(Data excerpts)
*** Begin section ***

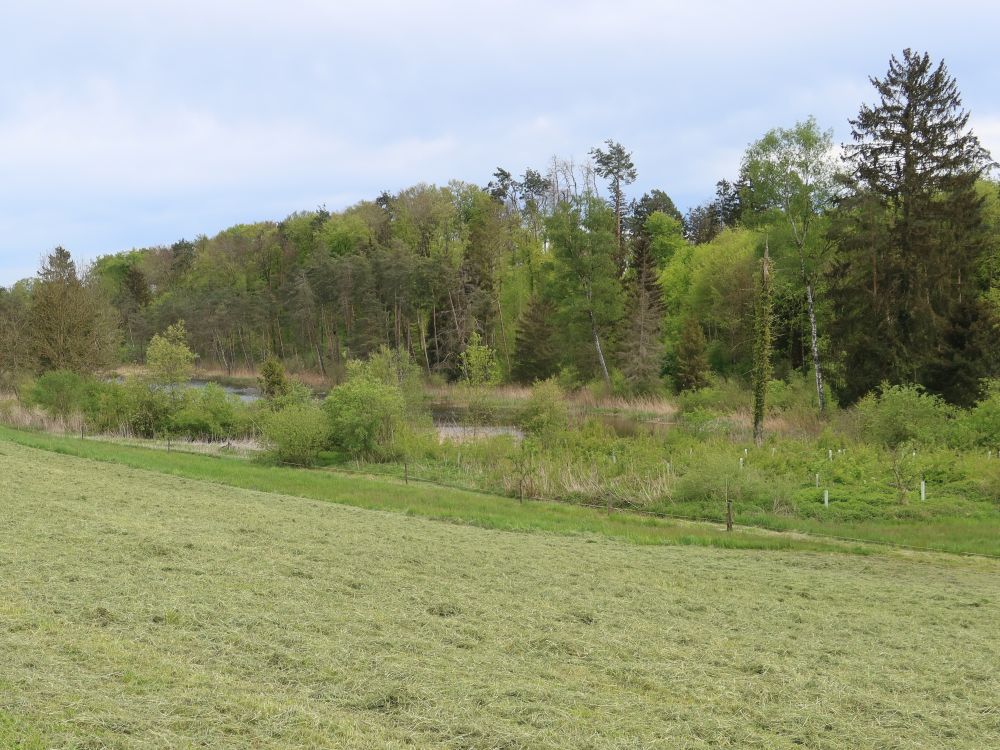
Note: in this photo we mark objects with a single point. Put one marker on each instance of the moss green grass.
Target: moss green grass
(141, 610)
(429, 501)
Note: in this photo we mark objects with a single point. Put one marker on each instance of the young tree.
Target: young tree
(479, 363)
(170, 361)
(615, 165)
(762, 347)
(536, 345)
(790, 171)
(653, 243)
(910, 234)
(72, 326)
(273, 380)
(692, 360)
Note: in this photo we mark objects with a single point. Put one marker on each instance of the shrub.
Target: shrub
(297, 433)
(980, 425)
(479, 363)
(363, 415)
(168, 357)
(545, 410)
(273, 381)
(393, 367)
(722, 395)
(900, 414)
(60, 393)
(296, 394)
(210, 413)
(131, 407)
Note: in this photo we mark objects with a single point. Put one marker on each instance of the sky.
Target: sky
(126, 124)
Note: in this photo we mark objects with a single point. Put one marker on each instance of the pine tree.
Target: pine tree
(72, 327)
(910, 236)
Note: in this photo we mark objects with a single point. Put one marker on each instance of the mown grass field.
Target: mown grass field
(139, 609)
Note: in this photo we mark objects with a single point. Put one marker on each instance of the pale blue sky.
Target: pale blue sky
(126, 124)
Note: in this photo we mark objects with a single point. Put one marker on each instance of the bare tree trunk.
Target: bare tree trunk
(600, 352)
(503, 334)
(820, 393)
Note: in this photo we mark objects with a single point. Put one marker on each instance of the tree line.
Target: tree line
(883, 260)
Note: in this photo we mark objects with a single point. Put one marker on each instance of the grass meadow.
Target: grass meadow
(139, 609)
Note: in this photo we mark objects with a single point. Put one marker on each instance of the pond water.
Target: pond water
(452, 421)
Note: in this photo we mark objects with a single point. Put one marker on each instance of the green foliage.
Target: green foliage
(763, 369)
(586, 285)
(61, 393)
(131, 408)
(980, 425)
(297, 433)
(272, 380)
(911, 236)
(209, 413)
(900, 414)
(364, 414)
(170, 360)
(394, 367)
(546, 411)
(479, 363)
(297, 393)
(71, 326)
(691, 371)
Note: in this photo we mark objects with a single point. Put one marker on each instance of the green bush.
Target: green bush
(393, 367)
(798, 392)
(210, 413)
(722, 395)
(295, 394)
(132, 407)
(900, 414)
(980, 425)
(297, 433)
(60, 393)
(545, 411)
(363, 415)
(273, 381)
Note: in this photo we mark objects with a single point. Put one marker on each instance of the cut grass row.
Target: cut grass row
(428, 501)
(140, 610)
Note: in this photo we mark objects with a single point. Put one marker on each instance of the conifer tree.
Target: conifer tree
(910, 235)
(762, 347)
(692, 359)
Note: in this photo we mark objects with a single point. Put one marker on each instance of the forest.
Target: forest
(884, 259)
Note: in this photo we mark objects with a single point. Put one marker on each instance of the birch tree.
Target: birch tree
(790, 172)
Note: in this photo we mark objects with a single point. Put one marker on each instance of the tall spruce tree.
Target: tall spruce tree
(762, 369)
(910, 234)
(536, 345)
(616, 166)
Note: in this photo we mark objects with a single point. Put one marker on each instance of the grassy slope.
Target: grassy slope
(143, 610)
(462, 506)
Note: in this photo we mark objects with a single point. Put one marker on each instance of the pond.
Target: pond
(452, 421)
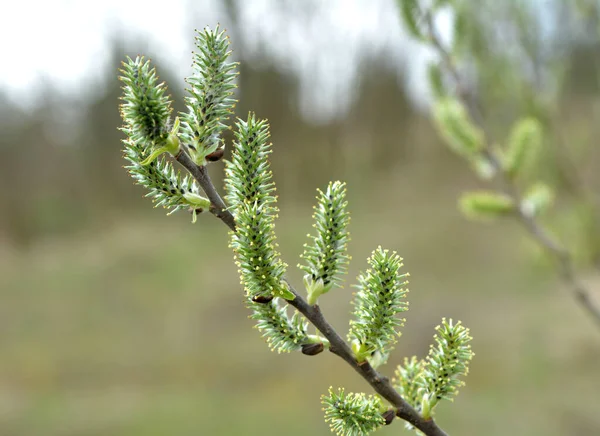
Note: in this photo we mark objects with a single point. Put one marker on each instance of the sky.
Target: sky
(66, 43)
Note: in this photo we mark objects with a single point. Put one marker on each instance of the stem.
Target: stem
(313, 313)
(217, 206)
(567, 270)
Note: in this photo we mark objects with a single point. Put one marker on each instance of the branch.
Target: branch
(566, 266)
(217, 206)
(338, 346)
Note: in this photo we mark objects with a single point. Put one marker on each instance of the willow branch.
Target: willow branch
(564, 258)
(217, 206)
(338, 346)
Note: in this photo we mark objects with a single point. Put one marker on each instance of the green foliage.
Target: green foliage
(411, 17)
(486, 205)
(423, 383)
(405, 380)
(252, 204)
(352, 414)
(210, 103)
(248, 175)
(282, 333)
(326, 257)
(379, 299)
(525, 139)
(145, 112)
(537, 199)
(261, 270)
(436, 80)
(249, 191)
(448, 360)
(146, 107)
(455, 126)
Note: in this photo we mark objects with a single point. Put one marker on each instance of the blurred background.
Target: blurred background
(119, 320)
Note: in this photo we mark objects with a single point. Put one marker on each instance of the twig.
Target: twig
(338, 346)
(566, 266)
(217, 206)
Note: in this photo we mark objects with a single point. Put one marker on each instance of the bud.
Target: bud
(389, 416)
(312, 349)
(486, 204)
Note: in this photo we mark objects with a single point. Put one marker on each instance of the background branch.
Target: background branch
(564, 258)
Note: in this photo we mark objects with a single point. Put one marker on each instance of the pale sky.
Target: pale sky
(322, 42)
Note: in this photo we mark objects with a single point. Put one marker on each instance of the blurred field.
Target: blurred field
(139, 329)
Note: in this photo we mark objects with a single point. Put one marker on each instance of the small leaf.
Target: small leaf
(352, 414)
(537, 199)
(457, 129)
(524, 141)
(486, 205)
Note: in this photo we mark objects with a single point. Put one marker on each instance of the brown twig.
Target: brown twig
(566, 266)
(217, 206)
(338, 346)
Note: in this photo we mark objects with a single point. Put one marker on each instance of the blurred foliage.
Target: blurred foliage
(100, 336)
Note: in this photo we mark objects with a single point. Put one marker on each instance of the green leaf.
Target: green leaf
(146, 107)
(352, 414)
(448, 360)
(166, 187)
(405, 380)
(436, 80)
(380, 297)
(455, 126)
(411, 17)
(326, 256)
(524, 141)
(486, 205)
(210, 102)
(537, 199)
(282, 333)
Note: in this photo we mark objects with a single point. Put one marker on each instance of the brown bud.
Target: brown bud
(215, 155)
(312, 349)
(389, 416)
(262, 299)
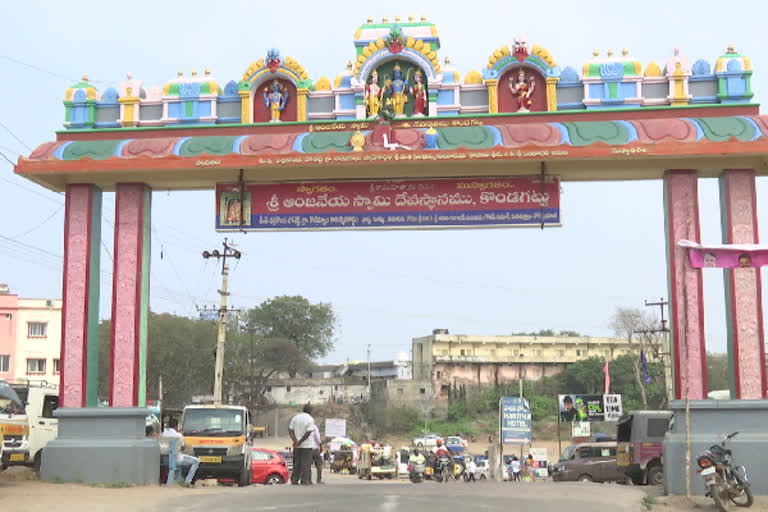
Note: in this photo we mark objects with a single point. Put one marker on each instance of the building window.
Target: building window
(35, 366)
(37, 329)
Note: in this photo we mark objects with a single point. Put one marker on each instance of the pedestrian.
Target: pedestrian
(301, 428)
(471, 470)
(515, 469)
(317, 457)
(182, 460)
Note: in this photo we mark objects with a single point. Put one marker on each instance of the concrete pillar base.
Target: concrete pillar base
(101, 445)
(711, 420)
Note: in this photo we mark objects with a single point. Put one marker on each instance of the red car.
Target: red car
(267, 467)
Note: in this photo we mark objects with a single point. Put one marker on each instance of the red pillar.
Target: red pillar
(79, 377)
(681, 208)
(743, 297)
(130, 295)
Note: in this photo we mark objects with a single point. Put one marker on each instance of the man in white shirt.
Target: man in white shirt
(301, 428)
(182, 460)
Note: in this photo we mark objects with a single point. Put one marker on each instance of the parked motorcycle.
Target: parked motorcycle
(416, 473)
(726, 482)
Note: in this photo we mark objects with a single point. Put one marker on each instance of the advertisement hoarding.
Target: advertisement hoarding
(515, 421)
(578, 407)
(413, 204)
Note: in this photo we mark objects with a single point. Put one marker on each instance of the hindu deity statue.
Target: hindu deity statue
(522, 90)
(275, 101)
(396, 88)
(373, 95)
(419, 94)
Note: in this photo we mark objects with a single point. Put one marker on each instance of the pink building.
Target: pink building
(30, 338)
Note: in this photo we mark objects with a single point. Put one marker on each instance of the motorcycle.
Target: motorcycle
(443, 471)
(726, 482)
(416, 473)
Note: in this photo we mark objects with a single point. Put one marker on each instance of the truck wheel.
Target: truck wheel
(656, 475)
(38, 461)
(245, 477)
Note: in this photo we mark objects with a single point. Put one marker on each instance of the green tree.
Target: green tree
(310, 326)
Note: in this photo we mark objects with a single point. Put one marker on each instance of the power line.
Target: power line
(15, 136)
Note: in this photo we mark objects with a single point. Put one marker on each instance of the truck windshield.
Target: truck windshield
(212, 422)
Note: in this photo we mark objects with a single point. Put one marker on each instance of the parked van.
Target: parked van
(40, 400)
(640, 436)
(588, 462)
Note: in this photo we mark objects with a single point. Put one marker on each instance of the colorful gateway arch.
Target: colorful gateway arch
(399, 138)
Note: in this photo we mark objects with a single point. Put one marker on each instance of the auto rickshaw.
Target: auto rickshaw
(378, 462)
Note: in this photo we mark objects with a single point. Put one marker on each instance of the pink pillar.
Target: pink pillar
(681, 208)
(744, 305)
(130, 295)
(80, 313)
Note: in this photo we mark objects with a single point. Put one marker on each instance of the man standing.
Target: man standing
(301, 428)
(317, 457)
(182, 460)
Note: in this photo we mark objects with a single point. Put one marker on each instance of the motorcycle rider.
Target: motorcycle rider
(443, 451)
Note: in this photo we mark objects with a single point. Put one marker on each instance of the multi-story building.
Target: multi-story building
(449, 360)
(30, 338)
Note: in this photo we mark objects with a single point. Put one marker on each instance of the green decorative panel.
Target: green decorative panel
(94, 149)
(721, 129)
(586, 133)
(319, 142)
(212, 145)
(472, 137)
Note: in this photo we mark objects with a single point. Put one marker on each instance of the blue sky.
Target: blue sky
(386, 287)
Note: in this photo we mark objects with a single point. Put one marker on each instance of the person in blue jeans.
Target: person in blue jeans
(182, 460)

*** End section ***

▶ Task description
In the records above, find the line containing "mown grass field." and output every line from the first through that one, exactly, omitting pictures.

▶ Written response
Note: in this photo we mark objects with a single point. Put one marker on each instance of the moss green grass.
Target: moss green grass
(141, 610)
(429, 501)
Note: in this photo we mark objects with a single point. Put one marker on each instance of the young tree.
Target: young tree
(479, 363)
(170, 361)
(615, 165)
(762, 347)
(536, 345)
(790, 171)
(653, 243)
(910, 234)
(72, 326)
(273, 380)
(692, 360)
Note: in this photo we mark objects with a single point. Put one marker on each instance of the shrub.
Target: shrub
(297, 433)
(980, 425)
(479, 363)
(363, 415)
(168, 357)
(545, 410)
(273, 381)
(393, 367)
(722, 395)
(900, 414)
(60, 393)
(296, 394)
(210, 413)
(131, 407)
Note: in this photo we mark objects with a single point. Put one marker on each instance of the sky.
Target: sky
(126, 124)
Note: in this photo we mark objects with a single point. Put one marker on each instance of the pine tree.
Target: pine tree
(72, 327)
(910, 236)
Note: in this photo we mark objects with a single point. Put one marker on each instance of the mown grass field.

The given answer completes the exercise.